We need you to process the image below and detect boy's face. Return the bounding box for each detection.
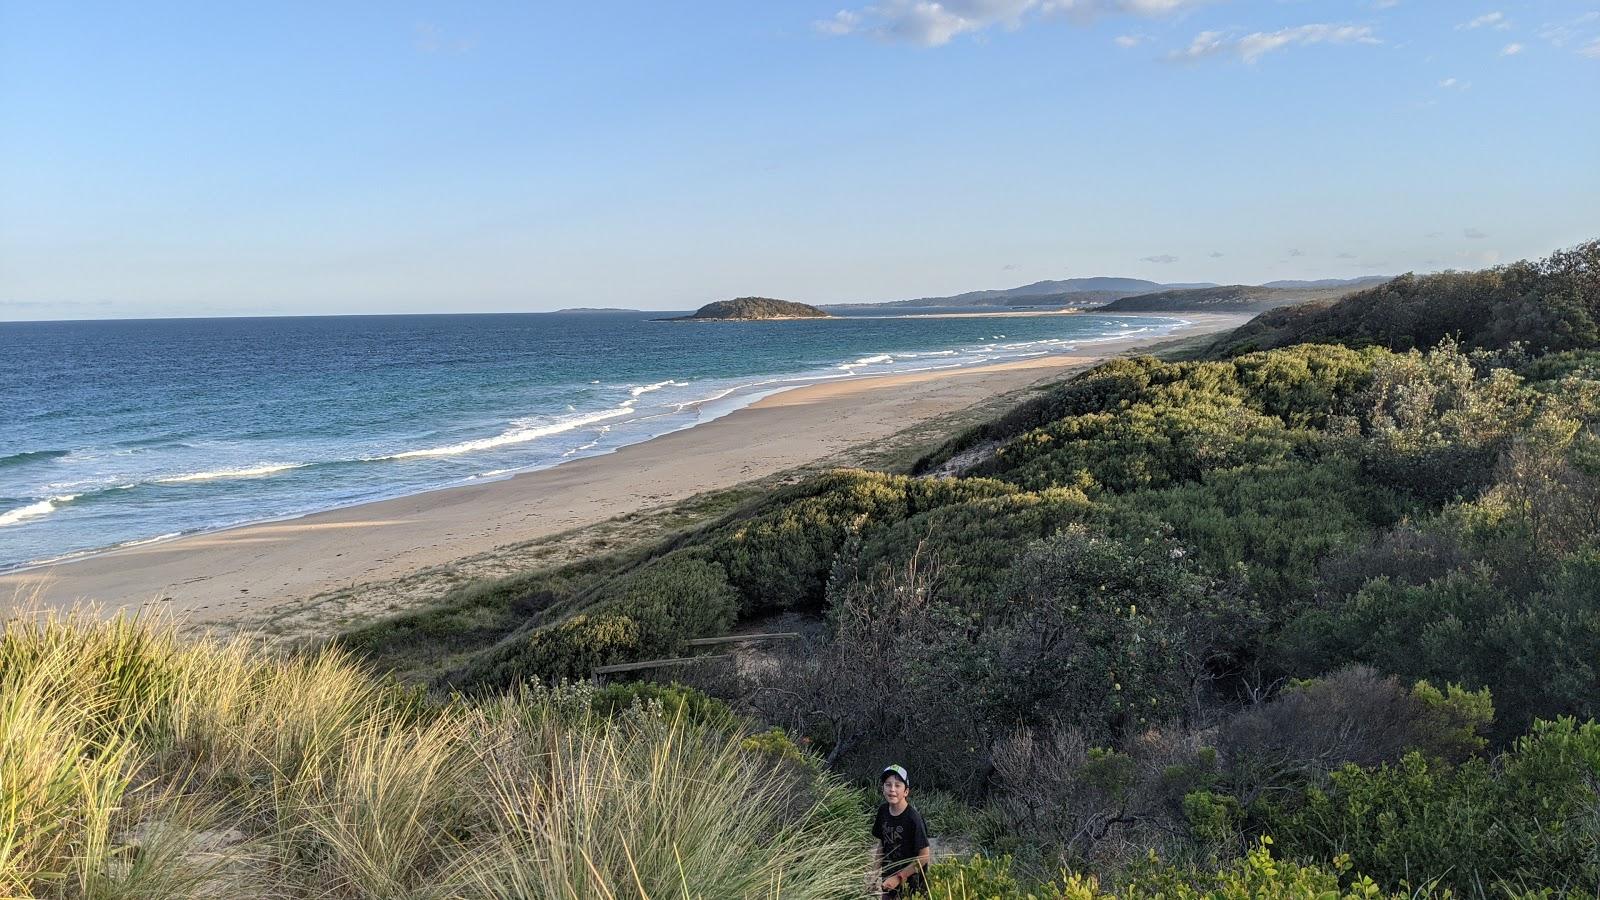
[881,775,908,806]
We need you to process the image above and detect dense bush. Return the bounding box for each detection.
[708,470,1017,615]
[452,549,737,686]
[1107,458,1404,613]
[1220,239,1600,355]
[926,839,1443,899]
[1259,718,1600,895]
[1285,552,1600,739]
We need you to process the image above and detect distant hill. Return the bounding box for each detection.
[673,297,831,321]
[1100,282,1385,314]
[1262,276,1393,290]
[830,277,1219,310]
[1216,241,1599,355]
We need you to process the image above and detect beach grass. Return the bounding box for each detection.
[0,608,869,899]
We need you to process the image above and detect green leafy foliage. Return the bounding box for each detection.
[1220,239,1600,355]
[1261,718,1600,894]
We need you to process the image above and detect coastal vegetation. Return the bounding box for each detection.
[677,297,832,320]
[346,240,1599,895]
[8,240,1599,896]
[1098,281,1381,313]
[0,611,866,898]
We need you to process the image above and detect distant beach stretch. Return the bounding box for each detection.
[0,312,1249,623]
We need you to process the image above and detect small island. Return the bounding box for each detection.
[664,297,832,321]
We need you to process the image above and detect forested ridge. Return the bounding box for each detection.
[683,296,832,319]
[335,242,1600,896]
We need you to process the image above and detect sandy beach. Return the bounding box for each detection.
[1,313,1249,627]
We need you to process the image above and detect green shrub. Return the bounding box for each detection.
[1260,718,1600,895]
[590,680,740,731]
[926,839,1433,899]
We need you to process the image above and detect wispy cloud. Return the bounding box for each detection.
[815,0,1204,47]
[1583,37,1600,58]
[1209,251,1224,258]
[413,22,476,54]
[1537,11,1600,48]
[1114,33,1146,48]
[1501,42,1524,55]
[1438,76,1470,90]
[1464,227,1488,239]
[1287,248,1306,257]
[816,10,863,35]
[1169,23,1380,63]
[1457,11,1509,31]
[1141,253,1179,264]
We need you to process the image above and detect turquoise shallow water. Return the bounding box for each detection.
[0,309,1185,570]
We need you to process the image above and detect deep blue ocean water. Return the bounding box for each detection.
[0,310,1185,570]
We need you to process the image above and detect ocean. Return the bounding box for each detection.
[0,309,1186,571]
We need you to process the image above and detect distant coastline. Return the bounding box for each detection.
[0,312,1250,618]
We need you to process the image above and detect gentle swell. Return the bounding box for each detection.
[630,379,685,397]
[0,494,79,528]
[155,463,308,483]
[839,354,894,369]
[376,406,636,460]
[0,449,70,469]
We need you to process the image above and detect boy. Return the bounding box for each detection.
[872,764,930,897]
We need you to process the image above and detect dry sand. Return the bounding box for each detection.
[1,313,1249,628]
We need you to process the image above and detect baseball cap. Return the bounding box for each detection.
[880,764,910,785]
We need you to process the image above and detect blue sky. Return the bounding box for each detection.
[1,1,1597,319]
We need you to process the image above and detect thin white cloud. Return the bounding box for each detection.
[815,0,1204,47]
[816,10,862,35]
[1537,13,1600,58]
[1169,23,1380,63]
[1114,33,1145,47]
[1457,11,1509,31]
[413,22,476,54]
[1438,76,1470,90]
[1537,12,1597,45]
[1141,254,1179,264]
[1043,0,1209,23]
[1501,42,1523,55]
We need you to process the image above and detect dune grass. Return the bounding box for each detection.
[0,608,868,899]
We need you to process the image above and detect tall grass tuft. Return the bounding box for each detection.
[456,691,868,899]
[0,607,870,898]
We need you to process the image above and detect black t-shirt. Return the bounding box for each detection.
[872,802,929,891]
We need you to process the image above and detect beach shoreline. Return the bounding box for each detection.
[0,312,1249,627]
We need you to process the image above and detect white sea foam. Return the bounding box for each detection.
[0,495,78,528]
[379,406,634,460]
[117,532,182,548]
[839,354,894,369]
[630,379,685,397]
[156,464,306,483]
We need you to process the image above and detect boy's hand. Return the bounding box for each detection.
[882,874,899,891]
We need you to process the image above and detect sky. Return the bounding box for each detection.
[1,1,1597,319]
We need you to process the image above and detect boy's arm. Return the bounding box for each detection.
[886,848,929,888]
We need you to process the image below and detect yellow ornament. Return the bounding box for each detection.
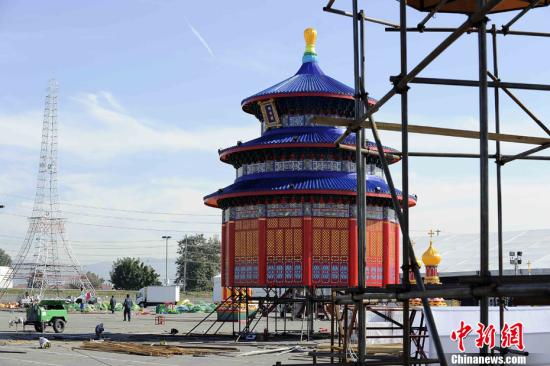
[304,28,317,54]
[422,241,441,267]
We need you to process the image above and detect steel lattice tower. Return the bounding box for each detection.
[0,79,95,300]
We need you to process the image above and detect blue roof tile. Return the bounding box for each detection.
[241,61,353,107]
[241,60,376,112]
[220,126,399,156]
[204,171,407,203]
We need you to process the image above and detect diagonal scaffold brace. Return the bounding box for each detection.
[334,0,506,145]
[356,89,448,366]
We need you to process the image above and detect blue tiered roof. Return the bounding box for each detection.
[204,172,407,203]
[219,126,399,162]
[242,49,377,113]
[205,28,412,209]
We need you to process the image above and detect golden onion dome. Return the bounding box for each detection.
[422,241,441,266]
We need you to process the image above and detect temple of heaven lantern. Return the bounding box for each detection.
[204,28,415,289]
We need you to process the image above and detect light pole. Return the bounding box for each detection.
[183,243,188,293]
[509,251,523,276]
[161,236,171,286]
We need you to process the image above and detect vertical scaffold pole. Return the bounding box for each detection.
[399,1,411,365]
[478,0,490,355]
[491,23,506,347]
[353,1,367,364]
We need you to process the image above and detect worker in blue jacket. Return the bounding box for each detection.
[123,294,133,322]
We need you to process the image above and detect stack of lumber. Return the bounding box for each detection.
[75,341,239,357]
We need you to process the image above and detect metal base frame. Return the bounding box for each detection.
[186,287,335,341]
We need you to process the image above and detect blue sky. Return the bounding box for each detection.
[0,0,549,266]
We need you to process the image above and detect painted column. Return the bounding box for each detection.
[348,218,358,287]
[221,223,227,286]
[258,218,267,286]
[382,221,392,286]
[394,223,401,284]
[226,220,236,287]
[303,217,313,286]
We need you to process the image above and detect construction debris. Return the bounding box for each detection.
[316,342,402,355]
[239,346,307,357]
[75,341,239,357]
[39,337,51,349]
[0,350,27,354]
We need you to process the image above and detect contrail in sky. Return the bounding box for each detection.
[185,20,214,57]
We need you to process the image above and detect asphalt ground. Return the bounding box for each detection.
[0,309,325,366]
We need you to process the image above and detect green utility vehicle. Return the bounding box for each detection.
[24,299,68,333]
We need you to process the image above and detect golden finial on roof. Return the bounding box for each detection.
[303,28,318,62]
[304,28,317,51]
[422,229,441,267]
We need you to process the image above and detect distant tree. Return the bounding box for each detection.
[85,271,104,288]
[110,257,161,290]
[0,248,12,266]
[175,234,220,292]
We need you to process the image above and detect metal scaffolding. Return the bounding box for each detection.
[0,79,95,301]
[278,0,550,365]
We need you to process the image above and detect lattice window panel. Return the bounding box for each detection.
[234,219,259,285]
[312,217,349,286]
[387,223,396,284]
[266,217,303,285]
[366,220,384,286]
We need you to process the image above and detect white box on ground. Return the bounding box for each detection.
[212,275,222,303]
[136,285,180,307]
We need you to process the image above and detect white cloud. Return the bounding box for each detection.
[0,111,43,150]
[185,19,214,57]
[68,92,256,159]
[0,91,257,160]
[99,91,124,111]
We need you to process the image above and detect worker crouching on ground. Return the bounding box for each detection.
[110,295,116,314]
[95,323,104,340]
[123,294,133,322]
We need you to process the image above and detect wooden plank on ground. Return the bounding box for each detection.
[74,341,237,357]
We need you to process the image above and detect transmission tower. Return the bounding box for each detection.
[0,79,95,300]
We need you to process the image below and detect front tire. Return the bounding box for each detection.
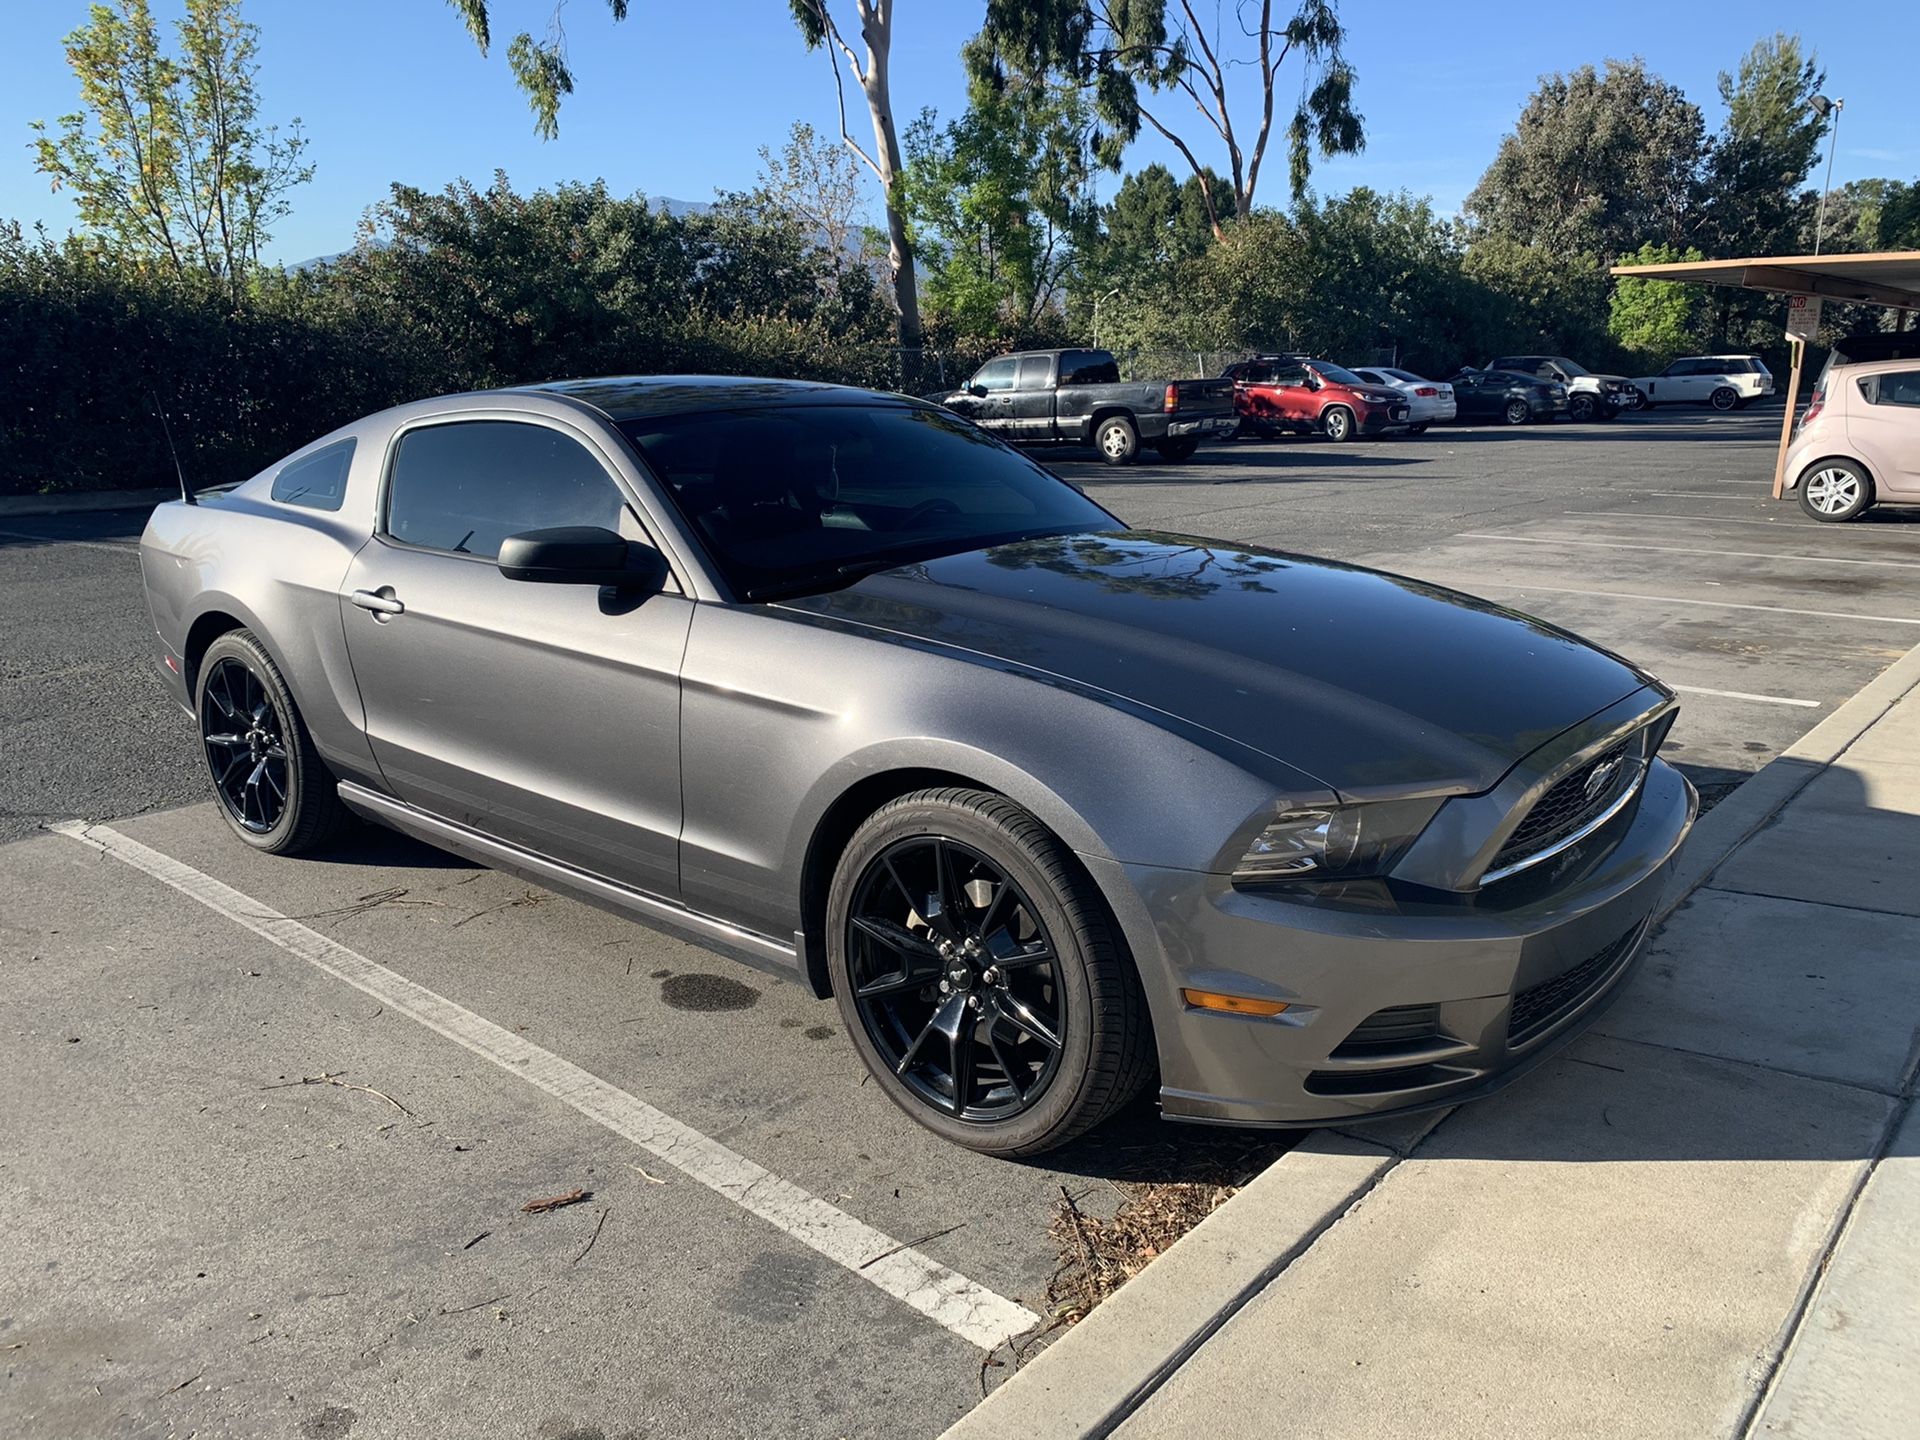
[1799,460,1873,522]
[196,629,351,854]
[1567,393,1598,422]
[1154,437,1199,462]
[1095,415,1139,465]
[1321,405,1356,442]
[828,788,1153,1157]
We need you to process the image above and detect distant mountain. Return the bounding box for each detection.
[288,196,714,271]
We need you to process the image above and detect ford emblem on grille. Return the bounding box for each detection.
[1584,757,1623,803]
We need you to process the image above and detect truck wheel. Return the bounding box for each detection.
[1321,406,1355,442]
[1567,393,1598,422]
[1154,437,1199,462]
[1095,415,1138,465]
[1709,386,1739,411]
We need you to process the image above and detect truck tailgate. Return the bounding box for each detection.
[1169,378,1235,414]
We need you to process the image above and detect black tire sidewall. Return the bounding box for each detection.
[1323,406,1354,441]
[1568,394,1596,421]
[827,793,1110,1155]
[1798,462,1872,522]
[1096,416,1138,465]
[1711,387,1738,411]
[1505,400,1530,425]
[196,631,310,851]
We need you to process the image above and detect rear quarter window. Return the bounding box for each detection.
[270,439,355,512]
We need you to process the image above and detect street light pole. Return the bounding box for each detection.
[1092,288,1121,348]
[1810,95,1844,255]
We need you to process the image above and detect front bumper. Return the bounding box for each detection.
[1359,405,1411,434]
[1167,416,1239,440]
[1088,757,1696,1127]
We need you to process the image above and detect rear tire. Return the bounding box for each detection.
[1321,405,1356,442]
[1095,415,1139,466]
[1154,437,1199,462]
[828,788,1153,1157]
[196,629,352,855]
[1709,385,1739,411]
[1798,460,1873,523]
[1503,398,1531,426]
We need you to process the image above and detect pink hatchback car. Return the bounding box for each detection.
[1784,339,1920,522]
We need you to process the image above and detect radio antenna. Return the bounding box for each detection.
[151,391,195,505]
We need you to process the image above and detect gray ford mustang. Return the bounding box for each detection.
[140,377,1696,1156]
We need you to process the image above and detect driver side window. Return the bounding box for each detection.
[384,420,635,561]
[973,358,1018,393]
* * *
How to complete this task
Emit verbatim the lines running from the one with "We need you to process the image above and detect gray" through the last line of the data, both endpoints inclusive.

Written reply
We need you to process the image above and detect gray ford mustang. Return the bounding box for each detection.
[140,377,1696,1156]
We need you to process the image above and detect driver side window. Return the bounding box for each detection.
[384,420,635,561]
[973,358,1018,393]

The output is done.